Reproduce the following lines verbatim, omitting the pictures from your copy.
--- Begin ---
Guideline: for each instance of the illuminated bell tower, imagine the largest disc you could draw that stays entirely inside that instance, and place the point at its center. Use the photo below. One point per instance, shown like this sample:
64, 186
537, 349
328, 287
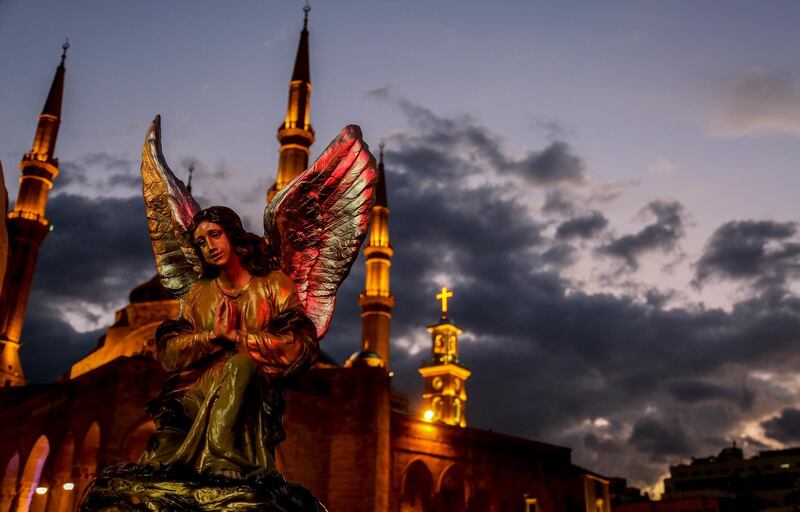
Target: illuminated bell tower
27, 228
445, 396
296, 134
377, 300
--- End ---
THE ANSWER:
Guideline: for each instance of the illuminated bell tower, imagine the largest disc you could draw that stays entirely inside that instance, and place the point at its center. Use the photo below. One point per instance, shown like this sample:
64, 186
537, 349
328, 287
Target: illuminated bell tower
27, 228
445, 396
296, 134
377, 300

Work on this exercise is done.